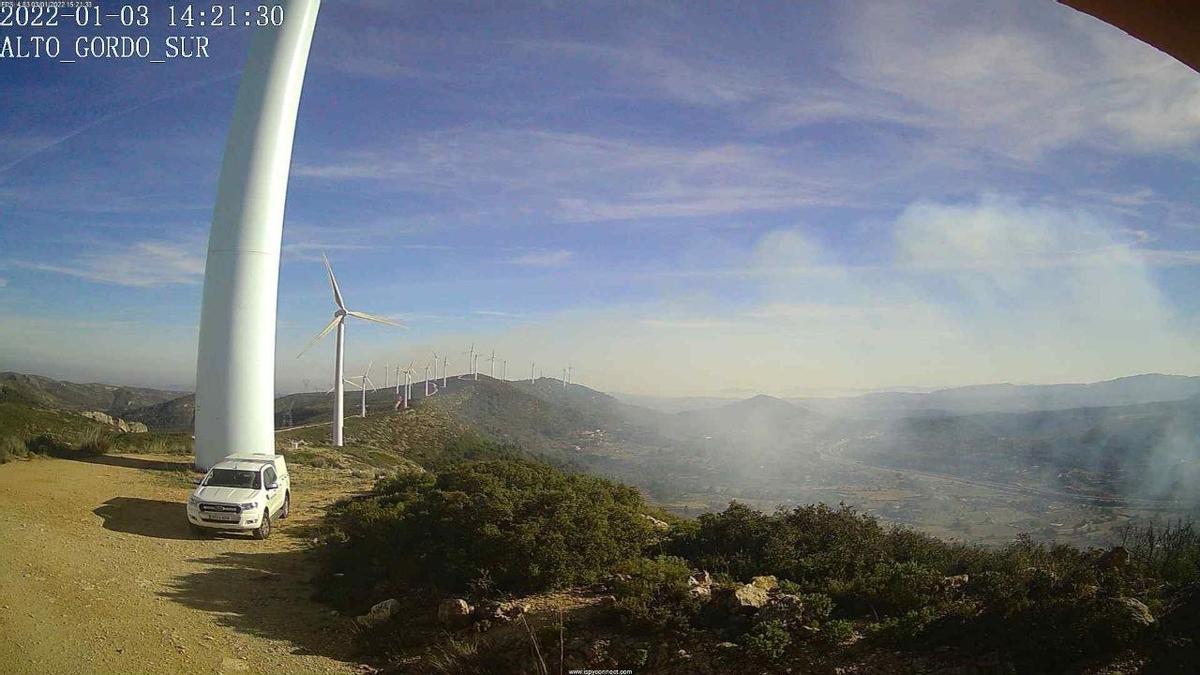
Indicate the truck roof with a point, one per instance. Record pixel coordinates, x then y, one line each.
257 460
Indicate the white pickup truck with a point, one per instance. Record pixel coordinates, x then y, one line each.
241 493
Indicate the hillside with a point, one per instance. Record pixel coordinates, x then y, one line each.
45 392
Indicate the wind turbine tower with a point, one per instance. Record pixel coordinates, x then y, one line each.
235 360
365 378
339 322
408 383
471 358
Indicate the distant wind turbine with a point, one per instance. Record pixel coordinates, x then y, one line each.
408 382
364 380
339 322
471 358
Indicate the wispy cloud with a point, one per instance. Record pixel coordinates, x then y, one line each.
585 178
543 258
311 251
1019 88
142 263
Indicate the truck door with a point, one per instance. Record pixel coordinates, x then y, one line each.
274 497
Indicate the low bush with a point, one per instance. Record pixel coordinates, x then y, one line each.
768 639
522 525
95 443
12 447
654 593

■ **Written instruction**:
Each line from the one containing "Indicate the wind" to the end of the records should be echoed exactly, and no other line.

■ **The completed task**:
Indicate the wind turbine tower with a point, one per instance. Record pixel coordinates, x then y, one line each.
235 360
365 378
339 322
408 383
471 358
Indicate the distant wind turbine with a point, one per instance. Record pixel coordinates, x then y, one line each.
408 382
364 380
339 322
471 358
Indicate the wispy cloud with a point, one per instance. Record pixel coordinates, x then y, one line each.
585 178
543 258
311 251
1019 88
142 263
Indicate the truck door with a point, one per instance. Record pixel coordinates, x then y, one line each.
274 497
Indicate the low bush with a point, one per instance. Record pixel coordinates, x then y, one line each.
768 639
522 525
95 443
12 447
654 593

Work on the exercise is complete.